Avatares de la «comunicación médica»
Muchas veces pienso que debemos estar agradecidos de vivir en esta época, entre muchas otras cosas, por los avances médicos que tenemos a nuestra disposición. En la Edad Media, la esperanza de vida promedio en un país occidental era de 31 años.
En la Revolución Industrial, llegó a ser de 45 años, y sólo a mediados del siglo XX dio un salto cualitativo para llegar a las cifras que tenemos hoy (71 años en promedio en el mundo, y mucho más en los países industrializados).
Enfermedades que antes eran terribles ahora resultan prácticamente inofensivas, como el sarampión, o fueron erradicadas, como la viruela. Existen máquinas increíbles que nos permiten ver el interior del cuerpo humano, procedimientos quirúrgicos altamente sofisticados y múltiples de tratamientos para cada paciente y enfermedad.
Entonces, si las cosas están mejor que nunca, ¿por qué a veces parece justamente lo contrario? Es una paradoja, pero no es nada nuevo. Muchas veces ocurre que la ciencia y la tecnología avanzan dejando atrás a las personas.
El paciente que entra a un hospital va pasando de sala en sala y de máquina en máquina como en una cadena de montaje.
El lugar del médico se limita a pedirle estudios, mirar esos estudios y hacer una receta: tareas que, dentro de poco, también podrá hacer alguna máquina. Las personas mayores se suelen quejar de que el médico ya no las revisa ni les hace preguntas.
Se pierde el contacto humano directo, que no es sólo una amabilidad (lo que ya sería suficiente), si no un paso fundamental en el diagnóstico y la curación. De hecho, es lo que mucha gente va a buscar a las medicinas no tradicionales.
Pensemos otra cosa. Un chico o una chica de 18 años, que recién sale del secundario, entra a la facultad y sale después de seis años con un guardapolvo que lo convierte en una especie de dios del Olimpo.
Antes de que le den el diploma, pronuncia el juramento hipocrático que dice cosas como “si cumplo este juramento y no lo quebranto, que los frutos de la vida y el arte sean míos, que sea siempre honrado por todos los hombres y que lo contrario me ocurra si lo quebranto y soy perjuro”.
La pregunta es cómo una persona puesta en esta situación, a la que acaban de darle poder sobre la vida y la muerte, no va a volverse soberbia.
Es entendible que, en el contacto cotidiano con la enfermedad y la muerte, el médico deba insensibilizarse un poco, porque de lo contrario no podría sobrellevarlo, ni tomar las decisiones en frío que son necesarias para llevar a cabo su trabajo. Pero es un problema cuando esta distancia emocional lo lleva a tratar con los pacientes como si fueran números y no seres humanos.
Además de esta barrera afectiva, muchas veces es difícil para el paciente entender lo que el médico dice. Y ni que hablar de lo que escribe. Es algo común en muchas áreas. El neurocientífico Steven Pinker lo denomina “la maldición del conocimiento”: cuando sabemos algo, nos olvidamos de que los demás no lo saben.
En el caso del médico, que habla de temas tan cruciales, debería ser más importante saltar este obstáculo y hablar en un lenguaje llano para acortar esa distancia con el paciente.

━━━━━━━━━━━━━━━━━━━━

_Consigna:_ Enumera todas las cifras de esperanza de vida que da el texto sobre la comunicación médica, indicando a qué época o ámbito corresponde cada una. Responde basándote únicamente en el texto.

_Entradas extraídas:_
━━━━━━━━━━━━━━━━━━━━

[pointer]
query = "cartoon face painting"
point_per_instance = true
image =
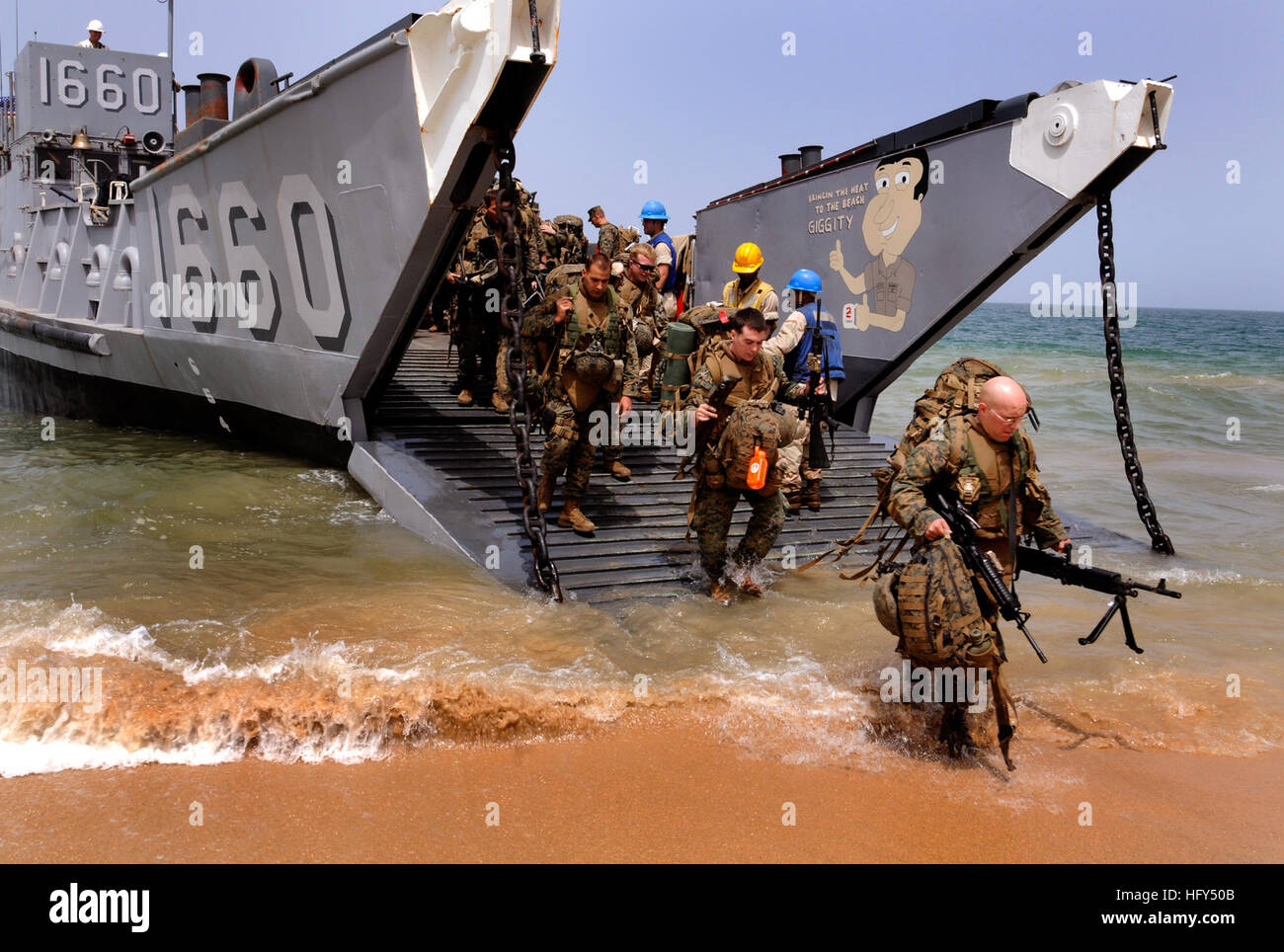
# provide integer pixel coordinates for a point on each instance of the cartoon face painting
(891, 219)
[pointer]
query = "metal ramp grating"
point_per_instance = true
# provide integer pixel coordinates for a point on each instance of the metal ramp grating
(638, 549)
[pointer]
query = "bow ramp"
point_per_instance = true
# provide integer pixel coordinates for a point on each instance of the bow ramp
(447, 472)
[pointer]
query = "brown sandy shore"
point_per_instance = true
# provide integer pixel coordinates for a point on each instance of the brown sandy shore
(655, 788)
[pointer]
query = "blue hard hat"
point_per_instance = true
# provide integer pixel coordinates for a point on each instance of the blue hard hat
(654, 209)
(805, 279)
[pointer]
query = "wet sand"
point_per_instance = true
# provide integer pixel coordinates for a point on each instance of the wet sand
(655, 788)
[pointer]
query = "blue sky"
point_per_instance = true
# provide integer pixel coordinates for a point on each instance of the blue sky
(702, 93)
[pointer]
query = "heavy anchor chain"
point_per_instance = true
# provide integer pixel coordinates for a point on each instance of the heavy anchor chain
(512, 313)
(1160, 540)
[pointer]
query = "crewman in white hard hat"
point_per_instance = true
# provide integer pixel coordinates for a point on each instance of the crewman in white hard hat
(95, 37)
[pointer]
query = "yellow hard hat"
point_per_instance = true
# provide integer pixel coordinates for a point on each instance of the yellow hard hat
(749, 258)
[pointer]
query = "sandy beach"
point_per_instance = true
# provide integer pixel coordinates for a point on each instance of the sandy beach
(655, 788)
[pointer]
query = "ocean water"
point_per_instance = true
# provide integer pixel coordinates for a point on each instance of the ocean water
(223, 604)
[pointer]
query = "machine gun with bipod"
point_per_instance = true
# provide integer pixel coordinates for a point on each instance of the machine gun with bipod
(1031, 560)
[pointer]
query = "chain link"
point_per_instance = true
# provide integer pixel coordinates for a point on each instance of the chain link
(1160, 540)
(512, 313)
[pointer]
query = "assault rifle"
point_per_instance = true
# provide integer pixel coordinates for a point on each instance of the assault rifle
(1030, 560)
(704, 432)
(963, 531)
(816, 407)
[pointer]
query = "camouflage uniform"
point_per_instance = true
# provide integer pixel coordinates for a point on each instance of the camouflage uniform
(979, 470)
(478, 316)
(568, 446)
(959, 625)
(529, 263)
(645, 303)
(608, 240)
(713, 509)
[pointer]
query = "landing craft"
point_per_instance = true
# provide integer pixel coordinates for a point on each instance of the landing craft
(261, 275)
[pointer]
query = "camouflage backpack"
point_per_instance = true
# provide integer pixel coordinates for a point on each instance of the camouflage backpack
(570, 230)
(932, 608)
(752, 425)
(561, 278)
(954, 394)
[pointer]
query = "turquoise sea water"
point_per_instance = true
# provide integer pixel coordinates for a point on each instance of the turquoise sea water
(316, 627)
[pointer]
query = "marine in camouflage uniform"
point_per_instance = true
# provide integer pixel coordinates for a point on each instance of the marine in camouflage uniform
(607, 235)
(557, 329)
(762, 378)
(636, 286)
(989, 463)
(529, 262)
(643, 299)
(478, 287)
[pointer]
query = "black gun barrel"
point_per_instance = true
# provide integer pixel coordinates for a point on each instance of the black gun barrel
(1047, 563)
(962, 526)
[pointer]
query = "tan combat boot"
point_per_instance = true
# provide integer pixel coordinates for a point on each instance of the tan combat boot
(812, 494)
(544, 493)
(572, 517)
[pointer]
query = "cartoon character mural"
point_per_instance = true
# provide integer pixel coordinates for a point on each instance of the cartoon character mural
(891, 219)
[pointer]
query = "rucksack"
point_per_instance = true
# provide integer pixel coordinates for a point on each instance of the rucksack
(752, 425)
(561, 278)
(833, 350)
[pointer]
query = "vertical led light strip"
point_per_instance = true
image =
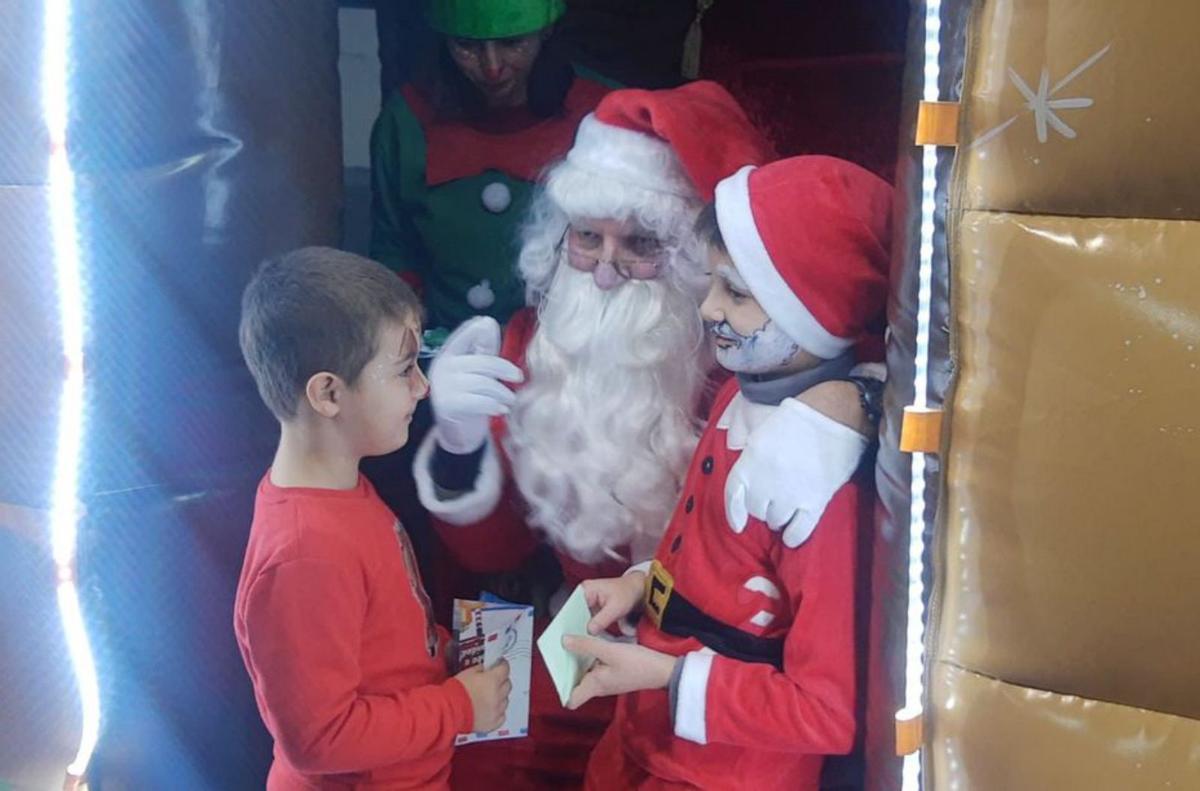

━━━━━━━━━━━━━━━━━━━━

_Solución:_
- 31 años: promedio en un país occidental en la Edad Media.
- 45 años: en la Revolución Industrial.
- 71 años: promedio en el mundo en la actualidad.